§ O que fazer
A: Repita literalmente o trecho do texto sobre o caso Champinha que vai de “Um exemplo sempre” até “da Pessoa Humana.”.
B: Retome o texto sobre o caso Champinha a partir do ponto em que ele termina, dando sequência à argumentação.

Um exemplo sempre tomado de empréstimo é do Champinha (e que não é meu), para a exigência de termos leis “duras”. Porém, isto apenas denota a tese central de que todo esse opinatório sobre leis especiais é anti-jurídico. Há que se lembrar que Champinha não está preso, mas, especificamente, porque foi declarado “incapaz” por uma junta médica – sendo esta especialmente constituída por psiquiatra e psicólogo e que são, de fato, os que conhecem (em respeito à ciência) os distúrbios da mente. Falamos aqui da Psiquiatria Forense, ciência médica auxiliadora do Direito Penal. Do mesmo modo, frise-se, não há legitimidade na Vitimologia que quer naufragar a ressocialização e negar o Princípio da Dignidade da Pessoa Humana.
Além do mais, o senso comum corrosivo nunca se lembra do Silva, do Amarildo. É óbvio, mas não vemos que liquidado está esse pragmatismo copia/cola que herdamos faz 50 anos, exatamente de um regime e de uma visão (sem perspectiva) de que “o social é caso de polícia”. Liquidada está é a sociedade em que a maioridade cultural não passa dos 16 anos.

§ Os dados
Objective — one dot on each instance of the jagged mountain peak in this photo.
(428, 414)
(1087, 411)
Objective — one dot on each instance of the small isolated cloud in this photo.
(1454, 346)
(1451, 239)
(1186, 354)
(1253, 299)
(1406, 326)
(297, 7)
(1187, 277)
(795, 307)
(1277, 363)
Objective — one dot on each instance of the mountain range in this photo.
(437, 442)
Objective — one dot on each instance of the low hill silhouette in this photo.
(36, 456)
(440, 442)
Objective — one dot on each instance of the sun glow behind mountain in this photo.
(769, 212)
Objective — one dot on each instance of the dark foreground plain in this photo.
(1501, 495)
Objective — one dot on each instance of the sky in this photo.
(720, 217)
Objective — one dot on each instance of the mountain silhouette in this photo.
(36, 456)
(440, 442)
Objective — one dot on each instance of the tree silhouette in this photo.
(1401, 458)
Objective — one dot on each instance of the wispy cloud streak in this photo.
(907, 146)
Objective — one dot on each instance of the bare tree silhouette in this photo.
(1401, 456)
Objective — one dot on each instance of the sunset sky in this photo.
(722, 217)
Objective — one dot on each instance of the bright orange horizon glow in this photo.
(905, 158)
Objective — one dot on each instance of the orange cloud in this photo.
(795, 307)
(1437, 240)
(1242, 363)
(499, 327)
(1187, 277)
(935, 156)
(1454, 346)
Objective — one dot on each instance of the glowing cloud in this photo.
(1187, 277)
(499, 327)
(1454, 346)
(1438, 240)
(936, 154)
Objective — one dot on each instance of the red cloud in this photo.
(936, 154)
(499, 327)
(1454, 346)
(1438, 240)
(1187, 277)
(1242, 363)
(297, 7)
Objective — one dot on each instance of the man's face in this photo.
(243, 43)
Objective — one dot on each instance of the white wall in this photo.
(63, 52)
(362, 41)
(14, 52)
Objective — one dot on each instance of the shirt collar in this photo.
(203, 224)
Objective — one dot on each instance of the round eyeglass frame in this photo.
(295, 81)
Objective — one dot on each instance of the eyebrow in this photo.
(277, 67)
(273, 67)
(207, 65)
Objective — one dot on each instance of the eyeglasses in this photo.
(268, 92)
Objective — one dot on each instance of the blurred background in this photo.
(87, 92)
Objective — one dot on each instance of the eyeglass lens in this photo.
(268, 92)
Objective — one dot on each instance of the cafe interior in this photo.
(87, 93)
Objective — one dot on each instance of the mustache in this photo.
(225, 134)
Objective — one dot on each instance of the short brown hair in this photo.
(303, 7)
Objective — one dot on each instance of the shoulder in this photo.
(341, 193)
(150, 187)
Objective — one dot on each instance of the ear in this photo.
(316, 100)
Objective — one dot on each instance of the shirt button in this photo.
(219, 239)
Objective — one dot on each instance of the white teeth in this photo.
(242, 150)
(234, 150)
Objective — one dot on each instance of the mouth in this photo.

§ Respostas do exercício
A:
Um exemplo sempre tomado de empréstimo é do Champinha (e que não é meu), para a exigência de termos leis “duras”. Porém, isto apenas denota a tese central de que todo esse opinatório sobre leis especiais é anti-jurídico. Há que se lembrar que Champinha não está preso, mas, especificamente, porque foi declarado “incapaz” por uma junta médica – sendo esta especialmente constituída por psiquiatra e psicólogo e que são, de fato, os que conhecem (em respeito à ciência) os distúrbios da mente. Falamos aqui da Psiquiatria Forense, ciência médica auxiliadora do Direito Penal. Do mesmo modo, frise-se, não há legitimidade na Vitimologia que quer naufragar a ressocialização e negar o Princípio da Dignidade da Pessoa Humana.

B:
A bitola estreita nos impede de olhar para o horizonte em que a reincidência dos aprisionados é de 10,15% - como na Suécia, Holanda, Dinamarca – e assim, mais uma vez, preferimos o militarismo criminal estadunidense, em que os jovens não apenas são dragados pelo sistema, como sua revolta se manifesta nos 60% de reincidência criminal. Isto, sem dúvida, é efeito de uma longa noite mal dormida de colonização cultural dos penduricalhos. Além do aprisionamento que, literalmente, virou febre e fábricas (privatização da segurança pública), o Tio Sam ainda tem a nos oferecer (na venda, é claro) os modelos culturais do Pateta.
O Brasil todo é feito com casuísmos, consumismos e tonterias. Por quê? Porque assim todos se desincumbem de responsabilidade política e social: joga-se para o povão, como se diz. Discutimos novas leis – e cada vez mais aguçadamente. No país sem educação, a saída para a miséria humana (diga-se, brasileira) está na fabricação de leis. Mas, o que é lei? Será que encontramos um sábio do senso comum que nos responda? Outros povos dedicaram-se a fabricar o comércio, as artes, a política (a Polis: a própria noção de civilidade), as ciências e a filosofia.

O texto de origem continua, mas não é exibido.